_Fragmento para leer:_
※

Por su parte, la «fertilización de océanos» se planea mediante el uso de (nano)partículas de hierro u otras sustancias como el nitrógeno para estimular el crecimiento del fitoplancton que, a su vez, fungiría como sumidero de carbono, pues al morir el carbono se depositaría en el fondo oceánico (Martin et al., 1990; HAS, 1992; Bala, 2009; Ray, 2010). Este caso es una tecnología ya en pruebas y en comercialización (Ray, 2010) aun cuando se sabe que podría inducir cambios en la composición química de los océanos (acidificación), llevar a niveles bajos de oxígeno en aguas semiprofundas y profundas por sobrecrecimiento del fitoplancton, entre otras cuestiones. Se suma también la idea de manipular genéticamente algas u otros organismos para que incrementen su capacidad de captura / metabolismo de CO2 (Gordon, 2010: 17).

Por su parte, la opción Biochar, alude a la siembra de grandes extensiones de monocultivos útiles para la producción de energía, al tiempo que sean buenos captadores de CO2 de modo tal que la biomasa residual sea quemada de modo controlado y el CO2 almacenado de manera «definitiva» (véase las acciones de la International Biochar Initiative: www.biochar-international.org). Al respecto, como ya se señaló, el debate sobre las implicaciones socioambientales de los biocombustibles, en especial agua, tierra y balance energético, son todo un antecedente que no se puede obviar para el caso de esta opción (léase, por ejemplo, Qiampietro y Mayumi, 2009) que, además, sólo podría contribuir en el mejor de los casos con una porción limitada de captura de CO2.

En cuanto a las tecnologías que inciden sobre la insolación (o SRM-Solar Radiation Management), se habla de procedimientos que surgen de observar el problema del cambio climático como una cuestión de balance de la radiación, lo que permite pensar el tema, a decir de Schelling (1996: 305) «…no como producto de demasiado CO2 en la atmósfera, sino como efecto de una baja concentración de aerosoles de sulfato, muy poca cobertura de nubes y muy poco efecto de albedo».

Desde tal visión, se proponen escudos solares, esto es, de satélites que abrirían platos movibles para reflejar/bloquear la luz recibida por el sol (lo que además permitiría, en principio, ajustar el tiempo y la dirección del bloqueo de radiación de luz a regiones específicas -las implicaciones sobre su uso militar son evidentes). Su viabilidad hoy día es prácticamente nula pues colocar un solo escudo, o varios simultáneamente (unos 55 mil de 100 km2 de superficie), no sólo es complejo, sino que además requiere de medidas para que los espejos no colisionen y su costo es muy elevado.10

De modo parecido, pero técnicamente más factible, se propone el lanzamiento de partículas a la atmósfera en la órbita del planeta. Esta propuesta se basa en el efecto que provocó el volcán Pinatubo en 1991 cuando emitió una gran cantidad de particulado que generó un efecto de enfriamiento en los años subsecuentes (véase: Wigley, 2006). Estudios posteriores precisan, sin embargo, efectos secundarios en el ciclo hidrológico de ciertas regiones del planeta (Trenberth y Dai, 2007; Bala et al., 2008).

※

_Extractos de datos:_

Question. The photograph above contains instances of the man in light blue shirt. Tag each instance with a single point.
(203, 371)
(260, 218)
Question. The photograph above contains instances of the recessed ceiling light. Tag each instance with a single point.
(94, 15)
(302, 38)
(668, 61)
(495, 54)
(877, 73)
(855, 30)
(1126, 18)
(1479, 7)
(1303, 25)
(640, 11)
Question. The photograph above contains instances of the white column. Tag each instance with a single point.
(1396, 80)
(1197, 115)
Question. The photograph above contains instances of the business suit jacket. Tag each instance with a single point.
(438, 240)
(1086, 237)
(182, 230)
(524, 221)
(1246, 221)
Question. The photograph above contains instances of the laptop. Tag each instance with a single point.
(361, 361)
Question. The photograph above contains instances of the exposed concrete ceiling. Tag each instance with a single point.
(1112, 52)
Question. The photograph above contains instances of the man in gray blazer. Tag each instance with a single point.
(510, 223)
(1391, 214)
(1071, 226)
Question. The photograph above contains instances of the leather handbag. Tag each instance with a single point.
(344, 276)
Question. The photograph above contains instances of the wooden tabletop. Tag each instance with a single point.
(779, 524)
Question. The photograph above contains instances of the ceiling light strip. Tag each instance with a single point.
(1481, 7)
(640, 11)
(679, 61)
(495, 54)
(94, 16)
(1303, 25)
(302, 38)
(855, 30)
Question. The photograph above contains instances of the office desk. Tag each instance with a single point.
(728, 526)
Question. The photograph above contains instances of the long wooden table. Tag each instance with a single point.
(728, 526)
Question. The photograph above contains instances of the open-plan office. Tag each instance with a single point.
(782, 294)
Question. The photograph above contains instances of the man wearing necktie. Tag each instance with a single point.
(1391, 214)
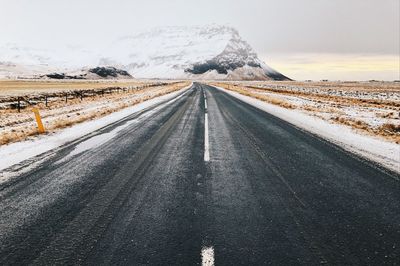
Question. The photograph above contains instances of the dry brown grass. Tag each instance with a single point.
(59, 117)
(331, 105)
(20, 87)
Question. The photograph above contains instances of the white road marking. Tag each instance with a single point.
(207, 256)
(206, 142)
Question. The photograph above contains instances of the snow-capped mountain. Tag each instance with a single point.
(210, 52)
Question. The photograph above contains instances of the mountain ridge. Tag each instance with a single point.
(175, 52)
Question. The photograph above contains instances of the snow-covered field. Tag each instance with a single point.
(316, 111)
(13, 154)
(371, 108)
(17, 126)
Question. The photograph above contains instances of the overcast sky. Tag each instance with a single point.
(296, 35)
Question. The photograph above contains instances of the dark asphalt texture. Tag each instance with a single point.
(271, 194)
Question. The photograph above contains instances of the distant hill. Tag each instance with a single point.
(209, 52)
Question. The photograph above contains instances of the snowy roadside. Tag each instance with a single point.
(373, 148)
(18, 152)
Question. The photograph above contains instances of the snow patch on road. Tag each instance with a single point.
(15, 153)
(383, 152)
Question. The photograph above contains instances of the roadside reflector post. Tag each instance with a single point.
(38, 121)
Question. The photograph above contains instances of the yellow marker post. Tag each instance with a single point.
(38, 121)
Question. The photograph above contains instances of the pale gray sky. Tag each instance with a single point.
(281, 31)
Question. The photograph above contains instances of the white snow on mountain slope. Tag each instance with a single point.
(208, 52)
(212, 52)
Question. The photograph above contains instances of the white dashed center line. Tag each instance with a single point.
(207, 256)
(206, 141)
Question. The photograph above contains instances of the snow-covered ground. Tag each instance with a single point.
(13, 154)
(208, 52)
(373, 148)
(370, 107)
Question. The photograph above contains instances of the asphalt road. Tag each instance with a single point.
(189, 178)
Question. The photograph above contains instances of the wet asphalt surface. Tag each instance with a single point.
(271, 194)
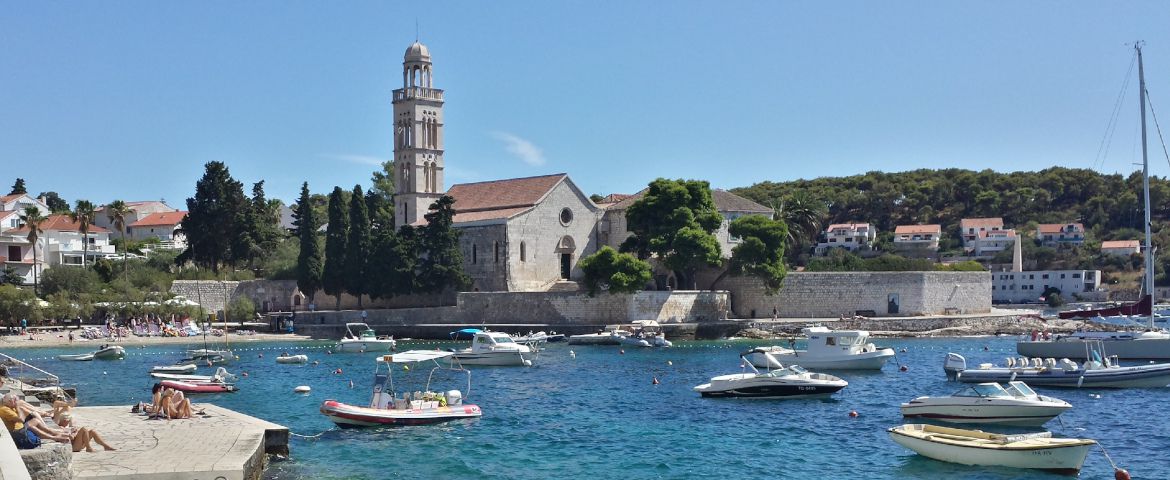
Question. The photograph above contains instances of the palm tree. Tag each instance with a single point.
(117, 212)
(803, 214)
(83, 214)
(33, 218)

※

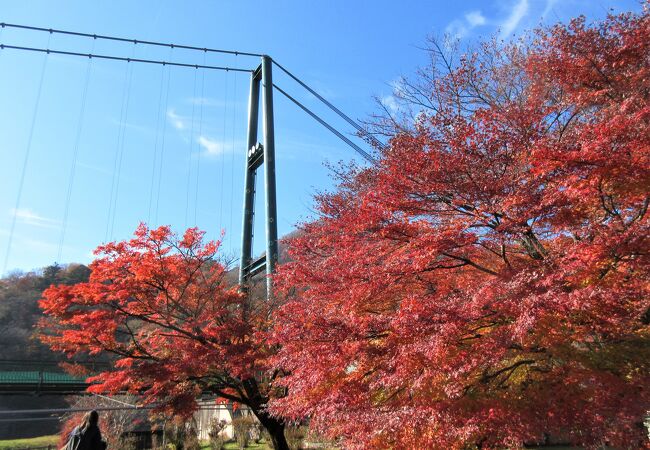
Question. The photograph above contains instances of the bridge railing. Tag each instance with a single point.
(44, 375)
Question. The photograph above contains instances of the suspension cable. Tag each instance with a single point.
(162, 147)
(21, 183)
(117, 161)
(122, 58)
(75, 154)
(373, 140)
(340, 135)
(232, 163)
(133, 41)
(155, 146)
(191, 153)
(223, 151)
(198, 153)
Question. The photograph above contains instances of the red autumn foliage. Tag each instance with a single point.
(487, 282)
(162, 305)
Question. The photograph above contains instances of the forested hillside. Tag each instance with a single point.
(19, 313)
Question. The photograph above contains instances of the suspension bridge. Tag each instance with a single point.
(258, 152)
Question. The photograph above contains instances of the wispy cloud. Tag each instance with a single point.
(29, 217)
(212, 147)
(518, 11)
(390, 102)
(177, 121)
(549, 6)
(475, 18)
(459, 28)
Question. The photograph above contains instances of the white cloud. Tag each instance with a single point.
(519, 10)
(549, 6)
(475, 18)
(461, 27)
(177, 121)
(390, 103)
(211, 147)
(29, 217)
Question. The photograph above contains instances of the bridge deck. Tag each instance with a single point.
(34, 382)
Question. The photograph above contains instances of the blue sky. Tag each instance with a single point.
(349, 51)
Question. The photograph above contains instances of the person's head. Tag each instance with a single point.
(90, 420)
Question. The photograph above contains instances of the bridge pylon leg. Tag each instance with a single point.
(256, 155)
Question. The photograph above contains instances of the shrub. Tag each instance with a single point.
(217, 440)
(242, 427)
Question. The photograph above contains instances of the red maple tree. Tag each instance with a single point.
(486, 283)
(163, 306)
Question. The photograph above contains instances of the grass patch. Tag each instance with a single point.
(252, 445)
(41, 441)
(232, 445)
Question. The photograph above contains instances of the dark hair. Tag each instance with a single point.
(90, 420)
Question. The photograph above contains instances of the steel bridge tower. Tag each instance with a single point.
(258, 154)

※

_Ejercicios por hacer:_
(A) Contesta estas preguntas con lo que dice el texto sobre las técnicas contra el cambio climático:
(i) ¿Qué sustancias se piensan usar para fertilizar los océanos?
(ii) ¿Cuántos escudos solares harían falta y de qué superficie sería cada uno?
(iii) ¿En qué volcán y en qué año se basa la idea de lanzar partículas a la atmósfera?
(B) Vuelve a escribir una parte del texto sobre las técnicas contra el cambio climático. Empieza en las palabras "Por su parte, la opción" y termina después de "captura de CO2.", poniendo "cultivos" en lugar de "monocultivos".
(C) Traduce al inglés esta oración del texto sobre las técnicas contra el cambio climático: "De modo parecido, pero técnicamente más factible, se propone el lanzamiento de partículas a la atmósfera en la órbita del planeta."

_Respuestas completas:_
(A)
(i) (Nano)partículas de hierro u otras sustancias, como el nitrógeno.
(ii) Unos 55 mil, de 100 km2 de superficie cada uno.
(iii) En el volcán Pinatubo, en 1991.

(B)
Por su parte, la opción Biochar, alude a la siembra de grandes extensiones de cultivos útiles para la producción de energía, al tiempo que sean buenos captadores de CO2 de modo tal que la biomasa residual sea quemada de modo controlado y el CO2 almacenado de manera «definitiva» (véase las acciones de la International Biochar Initiative: www.biochar-international.org). Al respecto, como ya se señaló, el debate sobre las implicaciones socioambientales de los biocombustibles, en especial agua, tierra y balance energético, son todo un antecedente que no se puede obviar para el caso de esta opción (léase, por ejemplo, Qiampietro y Mayumi, 2009) que, además, sólo podría contribuir en el mejor de los casos con una porción limitada de captura de CO2.

(C) Similarly, but more technically feasible, the launching of particles into the atmosphere in the planet's orbit is proposed.